# What is required
Please copy the data shown below, word for word.
**** Material shown ****
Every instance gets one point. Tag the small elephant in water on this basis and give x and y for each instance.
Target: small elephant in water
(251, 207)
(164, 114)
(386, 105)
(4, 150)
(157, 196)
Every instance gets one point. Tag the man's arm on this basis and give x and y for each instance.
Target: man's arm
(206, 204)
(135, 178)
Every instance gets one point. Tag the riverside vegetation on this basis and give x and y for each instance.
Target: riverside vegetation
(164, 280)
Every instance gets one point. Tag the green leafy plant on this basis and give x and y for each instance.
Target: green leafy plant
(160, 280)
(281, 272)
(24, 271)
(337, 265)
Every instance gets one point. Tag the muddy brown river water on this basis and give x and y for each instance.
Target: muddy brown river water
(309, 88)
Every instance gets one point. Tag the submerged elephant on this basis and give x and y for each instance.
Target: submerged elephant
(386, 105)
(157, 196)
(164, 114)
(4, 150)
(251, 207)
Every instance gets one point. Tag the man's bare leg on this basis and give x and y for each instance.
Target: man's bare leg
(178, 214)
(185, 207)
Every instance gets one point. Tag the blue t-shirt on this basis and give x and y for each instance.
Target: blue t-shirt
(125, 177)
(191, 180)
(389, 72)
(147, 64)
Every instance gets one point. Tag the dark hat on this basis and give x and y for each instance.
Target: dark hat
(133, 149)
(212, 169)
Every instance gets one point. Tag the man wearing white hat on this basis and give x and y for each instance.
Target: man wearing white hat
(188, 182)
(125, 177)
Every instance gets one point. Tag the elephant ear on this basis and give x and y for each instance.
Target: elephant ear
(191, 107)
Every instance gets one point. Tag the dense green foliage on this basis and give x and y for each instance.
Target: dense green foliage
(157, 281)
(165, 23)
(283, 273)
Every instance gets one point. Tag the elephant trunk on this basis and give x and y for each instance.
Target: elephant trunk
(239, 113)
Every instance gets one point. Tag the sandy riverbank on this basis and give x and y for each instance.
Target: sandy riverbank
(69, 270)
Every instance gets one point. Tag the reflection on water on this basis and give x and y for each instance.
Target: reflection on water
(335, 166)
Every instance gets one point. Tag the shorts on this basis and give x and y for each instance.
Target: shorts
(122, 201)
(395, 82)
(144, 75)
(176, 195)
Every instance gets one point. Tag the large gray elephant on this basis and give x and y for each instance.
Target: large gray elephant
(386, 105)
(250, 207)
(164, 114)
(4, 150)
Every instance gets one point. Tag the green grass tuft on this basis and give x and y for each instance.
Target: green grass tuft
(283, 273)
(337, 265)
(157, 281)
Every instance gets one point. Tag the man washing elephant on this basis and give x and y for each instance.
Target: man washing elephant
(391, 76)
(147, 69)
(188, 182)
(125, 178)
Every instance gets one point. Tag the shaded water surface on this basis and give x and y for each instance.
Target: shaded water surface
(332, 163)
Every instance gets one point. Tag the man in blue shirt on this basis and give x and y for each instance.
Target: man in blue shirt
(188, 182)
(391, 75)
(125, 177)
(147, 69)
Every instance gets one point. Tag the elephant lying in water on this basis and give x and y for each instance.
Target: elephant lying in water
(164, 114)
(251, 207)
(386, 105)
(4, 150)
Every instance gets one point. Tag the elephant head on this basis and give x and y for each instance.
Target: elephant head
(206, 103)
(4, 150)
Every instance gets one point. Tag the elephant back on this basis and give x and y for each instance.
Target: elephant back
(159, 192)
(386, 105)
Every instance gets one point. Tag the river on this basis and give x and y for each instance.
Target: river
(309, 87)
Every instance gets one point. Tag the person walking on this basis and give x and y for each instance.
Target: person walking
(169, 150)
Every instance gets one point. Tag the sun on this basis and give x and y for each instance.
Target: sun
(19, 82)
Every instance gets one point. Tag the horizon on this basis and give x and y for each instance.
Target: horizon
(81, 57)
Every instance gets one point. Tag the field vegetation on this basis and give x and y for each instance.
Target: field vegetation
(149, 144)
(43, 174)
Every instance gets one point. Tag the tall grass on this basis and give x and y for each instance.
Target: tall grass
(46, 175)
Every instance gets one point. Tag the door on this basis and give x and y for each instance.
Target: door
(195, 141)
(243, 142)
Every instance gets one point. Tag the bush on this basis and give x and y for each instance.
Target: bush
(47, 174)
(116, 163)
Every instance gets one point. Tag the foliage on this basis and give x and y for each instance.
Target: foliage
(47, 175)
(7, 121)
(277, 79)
****
# Task answer
Every instance gets one point. Tag the small elephant in water on this basis and give x and y for each instance.
Target: small elephant in water
(251, 207)
(164, 114)
(386, 105)
(4, 150)
(157, 196)
Every instance gets one point. Tag the man's arm on this basis and give x and y for each instance.
Target: man's arm
(206, 204)
(135, 178)
Every instance gets one point. Tag the riverside vegetation on this basis and give x and y for each instance.
Target: riverside vegetation
(164, 280)
Every instance gets one point. Tag the green leafy plant on this basis and give x and y for each instance.
Target: green leafy plant
(160, 280)
(281, 272)
(24, 271)
(337, 265)
Every instance gets one point. Tag the muddy brown river water on this basis and give x and y for each instance.
Target: muddy brown river water
(309, 88)
Every instance gets one point. Tag the submerged elephant on this basis and give x and y for each instance.
Target: submerged elephant
(386, 105)
(157, 196)
(164, 114)
(4, 150)
(251, 207)
Every instance gets one point. Tag the man's bare leg on this basis and give x and y for each instance.
Target: man's bare leg
(178, 214)
(185, 207)
Every instance gets one point. Tag the blue t-shirt on this basis and give x and y for each instance.
Target: blue t-shirt
(125, 177)
(191, 180)
(389, 72)
(147, 64)
Every instance gets one point. Tag the dark hat on this basis and give x and y for each instance.
Target: dark hat
(133, 149)
(212, 169)
Every instance gets one point. Tag the man wearing white hat on this basis and give x and y for each instance.
Target: man wearing white hat
(188, 182)
(125, 177)
Every instance gets one point. Tag the elephant ear on this basis and give x and y for each instance.
Target: elephant ear
(191, 107)
Every instance gets one point. Tag the dense green foliage on this basis and give x and y for each instance.
Target: dense green foliage
(157, 281)
(165, 23)
(283, 273)
Every instance gets one point. Tag the elephant trunk on this basis and give x and y for each instance.
Target: elephant trunk
(239, 113)
Every instance gets one point. Tag the sandy riverbank on this basis and give x and y for each instance.
Target: sandy riverbank
(69, 270)
Every instance gets one point. Tag the reflection on water on this basis and give x and y for each instance.
Target: reflection on water
(335, 166)
Every instance gets one point. Tag the shorts on this basis and give x and y for each instance.
Target: shorts
(122, 201)
(395, 82)
(144, 75)
(176, 195)
Every instance gets one point. Tag the large gray elephant on this basis and give x and y for each instance.
Target: large gray elephant
(386, 105)
(250, 207)
(164, 114)
(4, 150)
Every instance gets one point. Tag the green grass tuft on this basis and give x and y for each instance.
Target: green grass tuft
(283, 273)
(337, 265)
(157, 281)
Every instance gets one point. Tag the man washing elephant on this basis and give x and y for each instance.
Target: man washing elephant
(391, 76)
(147, 69)
(188, 182)
(125, 178)
Every instance gets one point. Tag the shaded water surface on this basis and give x and y for each instance.
Target: shaded water surface
(332, 163)
Every instance gets one point. Tag the man in blue shirt on this basis and give x and y for each instance.
Target: man in blue shirt
(188, 182)
(391, 75)
(125, 177)
(147, 69)
Every instance gets one point. Tag the elephant lying in water on this basis and give x and y for each instance.
Target: elephant lying in water
(164, 114)
(251, 207)
(386, 105)
(4, 150)
Every instance gets one point. Tag the elephant head on this basis and give x and y for each instance.
Target: elephant head
(206, 103)
(4, 150)
Every instance gets one point. Tag the elephant back on this basis and give x and y for each instance.
Target: elephant back
(159, 192)
(386, 105)
Every instance gets one point. Tag the river on this basis and give x and y for each instance.
Target: river
(309, 87)
Every instance gets one point. Tag the person walking on this basis and give x and y for each instance.
Target: person walking
(169, 150)
Every instance gets one point. Tag the sun on this basis and give x and y for each instance.
Target: sun
(19, 82)
Every instance gets one point. Tag the horizon on this basis and give x and y for each instance.
Target: horizon
(81, 57)
Every instance gets one point. Tag the field vegetation on this basis and give x and y for each instance.
Target: field vegetation
(149, 144)
(43, 174)
Every instance gets one point. Tag the tall grass on this basis and give x and y for each instance.
Target: tall grass
(46, 175)
Every instance gets one point. Tag the door on this basis and give x and y for each instance.
Target: door
(195, 141)
(243, 142)
Every instance gets one point. Tag the bush on this basis and give x and y for each instance.
Target: bush
(47, 174)
(116, 163)
Every instance gets one point. Tag the foliage on this basis and give x and y for each instance.
Target: foliage
(47, 175)
(7, 121)
(277, 79)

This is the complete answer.